CONSIGNES DE L'EXERCICE:
(1) Dans l'extrait sur le procès Papon, condensez le paragraphe qui commence par « Maître Klarsfeld » en conservant ses faits principaux.
(2) Reprenez l'extrait sur le procès Papon après sa dernière phrase et poursuivez l'échange d'audience.

***** TEXTE À LIRE

Papon reconnaît qu'il faisait bien acte de déportation

Le président Castagnède " Maître Varaut, vous souhaitez intervenir. "

Maître Varaut " Je souhaite verser aux débats un article de Simone Weill dans " La Vie ", qui dit que le procès de Papon est inutile et n’amènera rien. Je m’indigne aussi contre les propos de Jean-Marie Le Pen. "

Maître Klarsfeld " Je ne vois pas l’intérêt de verser cette pièce au dossier, Simone Weill a toujours été contre les procès pour crimes contre l'humanité. Elle était contre le procès Touvier. Elle était contre le procès Barbie. Elle était contre les procès Bousquet et Leguay. Quant aux propos de Varaut sur Le Pen, s’il se présente aux élections, il pourra compter sur les voix juives et sur les voix de l’extrême-droite. "

**********
***** MATÉRIEL FOURNI

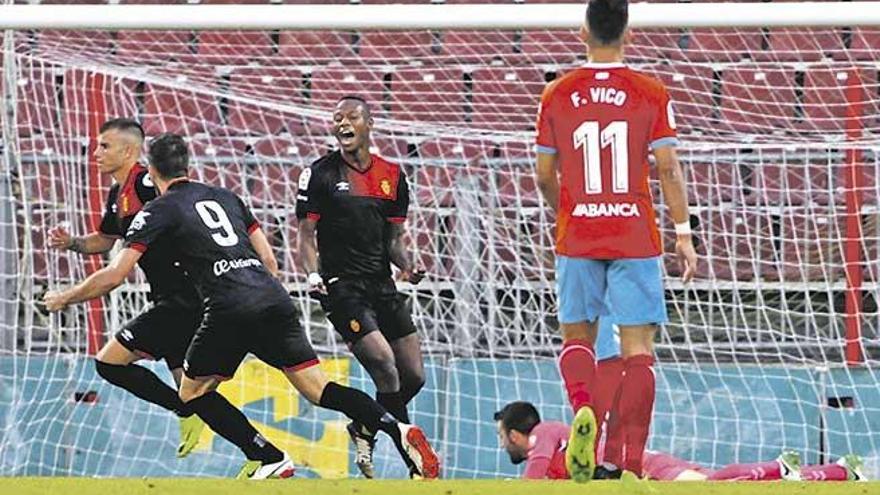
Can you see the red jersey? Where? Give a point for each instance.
(546, 455)
(602, 121)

**********

LES RÉPONSES:
(1) Maître Klarsfeld ne voit pas l'intérêt de verser cette pièce au dossier. Selon lui, Simone Weill s'est toujours opposée aux procès pour crimes contre l'humanité, notamment à ceux de Touvier, de Barbie, de Bousquet et de Leguay. Quant aux propos de Varaut sur Le Pen, il déclare : s'il se présente aux élections, il pourra compter sur les voix juives et sur celles de l'extrême-droite.

(2)
Maître Levy " On a entendu les propos d’un homme sur la vie publique, mais en aucun cas, ceux de l’accusé. On aurait aimé, on aimerait entendre l’accusé s’exprimer sur ce point. "

Maître Favreau " Il faut que nous gardions notre dignité. Il faut que la justice continue sans que les politiques n’y mettent leur nez. "

Maître Mairat revient lui aussi sur les propos de Maître Varaut.

Maître Jakubowicz " Je souhaite revenir sur les propos de Le Pen et sur sa remise en cause de la Shoah et des chambres à gaz. Le premier à avoir utilisé cette expression de " point de détail " est Hermann Goering au cours du procès de Nuremberg. Je pense que l’information était utile. " Maître Jakubowicz rappelle que Maître Varaut a écrit un livre sur le procès de Nuremberg.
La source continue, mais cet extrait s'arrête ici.